Required work -> Among the entries that follow, find every line with the word "chair" and list it.

Available data ->
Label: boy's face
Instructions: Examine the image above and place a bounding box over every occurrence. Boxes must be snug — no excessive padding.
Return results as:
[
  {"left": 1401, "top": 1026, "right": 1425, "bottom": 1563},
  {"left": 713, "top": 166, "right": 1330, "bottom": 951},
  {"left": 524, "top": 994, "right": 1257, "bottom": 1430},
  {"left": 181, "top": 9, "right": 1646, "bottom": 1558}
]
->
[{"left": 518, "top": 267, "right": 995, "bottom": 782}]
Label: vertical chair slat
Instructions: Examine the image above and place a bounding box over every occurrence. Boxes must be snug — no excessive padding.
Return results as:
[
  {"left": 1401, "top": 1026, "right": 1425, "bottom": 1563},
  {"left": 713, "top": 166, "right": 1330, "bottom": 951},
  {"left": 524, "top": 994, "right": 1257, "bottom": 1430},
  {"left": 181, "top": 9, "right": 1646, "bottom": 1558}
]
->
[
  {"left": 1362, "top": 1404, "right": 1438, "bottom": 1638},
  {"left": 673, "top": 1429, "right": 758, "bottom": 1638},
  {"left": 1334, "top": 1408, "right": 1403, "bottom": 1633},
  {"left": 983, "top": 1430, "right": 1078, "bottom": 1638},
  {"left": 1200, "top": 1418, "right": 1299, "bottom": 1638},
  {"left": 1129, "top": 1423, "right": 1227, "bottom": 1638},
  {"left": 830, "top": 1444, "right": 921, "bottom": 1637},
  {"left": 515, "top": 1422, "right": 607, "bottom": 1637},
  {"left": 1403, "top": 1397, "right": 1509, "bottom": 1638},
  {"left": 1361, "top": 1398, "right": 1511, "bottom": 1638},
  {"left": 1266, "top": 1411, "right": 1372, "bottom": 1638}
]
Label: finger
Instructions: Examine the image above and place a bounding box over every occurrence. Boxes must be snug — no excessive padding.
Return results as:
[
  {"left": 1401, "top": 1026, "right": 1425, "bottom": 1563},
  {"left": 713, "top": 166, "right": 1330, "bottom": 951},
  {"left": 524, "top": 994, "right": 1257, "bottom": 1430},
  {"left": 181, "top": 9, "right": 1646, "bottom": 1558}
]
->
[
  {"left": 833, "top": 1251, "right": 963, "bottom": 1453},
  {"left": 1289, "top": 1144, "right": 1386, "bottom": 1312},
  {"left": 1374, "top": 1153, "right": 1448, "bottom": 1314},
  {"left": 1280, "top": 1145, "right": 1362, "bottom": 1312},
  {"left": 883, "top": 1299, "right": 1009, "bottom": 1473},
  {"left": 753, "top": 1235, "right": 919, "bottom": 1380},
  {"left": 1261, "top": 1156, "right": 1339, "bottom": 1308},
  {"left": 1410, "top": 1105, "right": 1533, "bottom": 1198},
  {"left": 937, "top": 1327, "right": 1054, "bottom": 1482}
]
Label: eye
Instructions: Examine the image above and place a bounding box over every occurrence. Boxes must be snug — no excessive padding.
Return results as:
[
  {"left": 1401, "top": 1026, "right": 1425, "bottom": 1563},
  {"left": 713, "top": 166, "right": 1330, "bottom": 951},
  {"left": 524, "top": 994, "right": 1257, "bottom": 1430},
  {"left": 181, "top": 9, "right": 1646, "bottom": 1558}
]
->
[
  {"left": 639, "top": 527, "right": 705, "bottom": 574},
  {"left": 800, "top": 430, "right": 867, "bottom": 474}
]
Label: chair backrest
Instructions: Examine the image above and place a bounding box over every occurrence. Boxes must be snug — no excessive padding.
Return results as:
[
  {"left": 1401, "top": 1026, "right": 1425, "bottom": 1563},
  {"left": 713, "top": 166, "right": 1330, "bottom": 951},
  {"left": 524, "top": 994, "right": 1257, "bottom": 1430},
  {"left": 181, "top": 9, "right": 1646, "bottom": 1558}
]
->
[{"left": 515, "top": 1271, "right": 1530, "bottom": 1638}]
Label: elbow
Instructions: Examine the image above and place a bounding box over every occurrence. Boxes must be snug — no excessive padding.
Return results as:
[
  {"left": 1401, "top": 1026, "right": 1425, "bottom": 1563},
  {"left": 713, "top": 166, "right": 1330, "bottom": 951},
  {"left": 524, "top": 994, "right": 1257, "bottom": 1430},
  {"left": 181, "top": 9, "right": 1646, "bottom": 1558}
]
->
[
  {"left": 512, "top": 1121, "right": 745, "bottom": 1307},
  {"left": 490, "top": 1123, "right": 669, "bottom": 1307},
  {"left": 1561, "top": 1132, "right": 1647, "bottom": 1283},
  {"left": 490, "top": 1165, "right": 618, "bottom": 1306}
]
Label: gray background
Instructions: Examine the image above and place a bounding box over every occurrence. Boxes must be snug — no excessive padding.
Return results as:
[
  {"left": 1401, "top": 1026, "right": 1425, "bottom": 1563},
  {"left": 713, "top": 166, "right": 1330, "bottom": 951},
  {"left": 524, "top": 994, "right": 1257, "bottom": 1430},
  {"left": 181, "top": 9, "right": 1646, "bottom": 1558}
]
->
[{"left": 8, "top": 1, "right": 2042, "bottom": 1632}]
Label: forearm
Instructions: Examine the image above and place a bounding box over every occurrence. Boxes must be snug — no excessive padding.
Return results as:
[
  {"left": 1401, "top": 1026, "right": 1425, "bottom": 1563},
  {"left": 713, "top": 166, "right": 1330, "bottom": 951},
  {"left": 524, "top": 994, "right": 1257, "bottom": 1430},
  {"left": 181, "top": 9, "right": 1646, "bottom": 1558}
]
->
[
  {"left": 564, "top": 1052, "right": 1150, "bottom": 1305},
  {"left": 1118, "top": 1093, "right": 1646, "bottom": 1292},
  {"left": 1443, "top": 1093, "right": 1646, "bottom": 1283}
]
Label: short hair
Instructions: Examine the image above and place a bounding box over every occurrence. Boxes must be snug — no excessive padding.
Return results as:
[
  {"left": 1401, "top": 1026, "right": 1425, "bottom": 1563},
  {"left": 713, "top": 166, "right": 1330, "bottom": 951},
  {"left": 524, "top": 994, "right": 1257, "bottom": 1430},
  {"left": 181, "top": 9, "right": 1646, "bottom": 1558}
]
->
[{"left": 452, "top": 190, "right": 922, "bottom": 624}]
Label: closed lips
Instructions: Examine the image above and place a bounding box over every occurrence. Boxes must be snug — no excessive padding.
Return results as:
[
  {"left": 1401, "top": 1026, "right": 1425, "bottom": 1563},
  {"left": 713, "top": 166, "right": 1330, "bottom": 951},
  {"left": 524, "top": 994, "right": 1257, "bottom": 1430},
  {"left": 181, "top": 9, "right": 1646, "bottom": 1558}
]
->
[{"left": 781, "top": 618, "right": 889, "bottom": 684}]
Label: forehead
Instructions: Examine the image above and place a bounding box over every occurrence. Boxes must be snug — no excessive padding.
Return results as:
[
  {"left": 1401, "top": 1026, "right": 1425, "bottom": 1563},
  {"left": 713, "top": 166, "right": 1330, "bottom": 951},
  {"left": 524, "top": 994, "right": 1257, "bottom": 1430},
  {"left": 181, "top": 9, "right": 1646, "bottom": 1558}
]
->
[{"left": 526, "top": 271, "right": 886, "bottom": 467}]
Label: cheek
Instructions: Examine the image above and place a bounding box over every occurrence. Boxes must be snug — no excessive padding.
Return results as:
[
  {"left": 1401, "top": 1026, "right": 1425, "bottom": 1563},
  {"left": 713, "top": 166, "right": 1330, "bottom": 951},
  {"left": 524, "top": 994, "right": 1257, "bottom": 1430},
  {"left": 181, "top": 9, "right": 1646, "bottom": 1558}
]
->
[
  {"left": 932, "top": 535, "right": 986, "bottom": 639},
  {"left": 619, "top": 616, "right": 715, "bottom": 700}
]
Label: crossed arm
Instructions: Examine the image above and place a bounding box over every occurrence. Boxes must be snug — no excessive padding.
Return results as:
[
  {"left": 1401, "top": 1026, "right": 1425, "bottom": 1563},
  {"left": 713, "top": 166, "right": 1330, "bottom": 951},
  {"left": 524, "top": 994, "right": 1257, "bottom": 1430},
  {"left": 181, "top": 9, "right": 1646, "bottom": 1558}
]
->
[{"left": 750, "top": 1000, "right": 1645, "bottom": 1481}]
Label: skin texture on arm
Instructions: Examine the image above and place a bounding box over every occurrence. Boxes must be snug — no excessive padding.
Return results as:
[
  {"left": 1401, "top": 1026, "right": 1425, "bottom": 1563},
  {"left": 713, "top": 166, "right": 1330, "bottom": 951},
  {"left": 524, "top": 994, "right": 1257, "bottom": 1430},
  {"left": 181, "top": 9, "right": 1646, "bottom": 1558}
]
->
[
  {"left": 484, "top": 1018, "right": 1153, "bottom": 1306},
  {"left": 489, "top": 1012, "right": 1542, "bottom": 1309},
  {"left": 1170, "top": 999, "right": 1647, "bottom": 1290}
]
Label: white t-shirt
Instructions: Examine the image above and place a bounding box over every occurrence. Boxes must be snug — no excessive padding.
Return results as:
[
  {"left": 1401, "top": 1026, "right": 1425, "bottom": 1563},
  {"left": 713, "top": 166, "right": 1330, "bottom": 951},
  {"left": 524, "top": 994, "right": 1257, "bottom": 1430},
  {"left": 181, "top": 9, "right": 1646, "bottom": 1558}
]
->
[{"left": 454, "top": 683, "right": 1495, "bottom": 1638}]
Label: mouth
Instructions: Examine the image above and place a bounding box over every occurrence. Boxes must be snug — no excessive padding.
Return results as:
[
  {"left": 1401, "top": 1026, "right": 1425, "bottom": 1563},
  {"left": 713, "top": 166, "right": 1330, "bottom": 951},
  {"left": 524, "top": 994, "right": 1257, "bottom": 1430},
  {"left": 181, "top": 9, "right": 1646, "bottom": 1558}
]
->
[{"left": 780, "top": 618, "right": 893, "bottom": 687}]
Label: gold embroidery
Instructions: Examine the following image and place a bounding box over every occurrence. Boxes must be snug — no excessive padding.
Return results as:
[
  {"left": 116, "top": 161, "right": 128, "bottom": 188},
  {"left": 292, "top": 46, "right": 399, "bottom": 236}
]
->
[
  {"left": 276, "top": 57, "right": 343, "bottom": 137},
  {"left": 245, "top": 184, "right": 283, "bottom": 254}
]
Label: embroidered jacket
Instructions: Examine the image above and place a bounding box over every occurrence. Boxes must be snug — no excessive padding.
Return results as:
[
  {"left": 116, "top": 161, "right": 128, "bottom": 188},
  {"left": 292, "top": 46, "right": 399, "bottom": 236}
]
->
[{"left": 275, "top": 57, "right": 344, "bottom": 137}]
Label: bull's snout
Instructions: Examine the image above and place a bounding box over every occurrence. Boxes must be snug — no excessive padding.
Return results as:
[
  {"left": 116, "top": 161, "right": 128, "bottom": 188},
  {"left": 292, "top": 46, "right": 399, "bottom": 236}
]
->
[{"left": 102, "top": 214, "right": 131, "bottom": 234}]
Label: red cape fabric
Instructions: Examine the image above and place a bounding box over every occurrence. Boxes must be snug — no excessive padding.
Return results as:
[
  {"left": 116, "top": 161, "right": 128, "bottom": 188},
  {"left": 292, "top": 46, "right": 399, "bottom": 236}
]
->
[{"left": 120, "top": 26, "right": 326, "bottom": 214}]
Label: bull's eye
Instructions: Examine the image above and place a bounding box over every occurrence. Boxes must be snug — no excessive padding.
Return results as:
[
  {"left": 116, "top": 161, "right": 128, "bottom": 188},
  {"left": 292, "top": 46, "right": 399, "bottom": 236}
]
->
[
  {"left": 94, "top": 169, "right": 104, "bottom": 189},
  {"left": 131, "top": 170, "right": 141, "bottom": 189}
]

Response box ->
Label: vertical chair slat
Label: chair backrest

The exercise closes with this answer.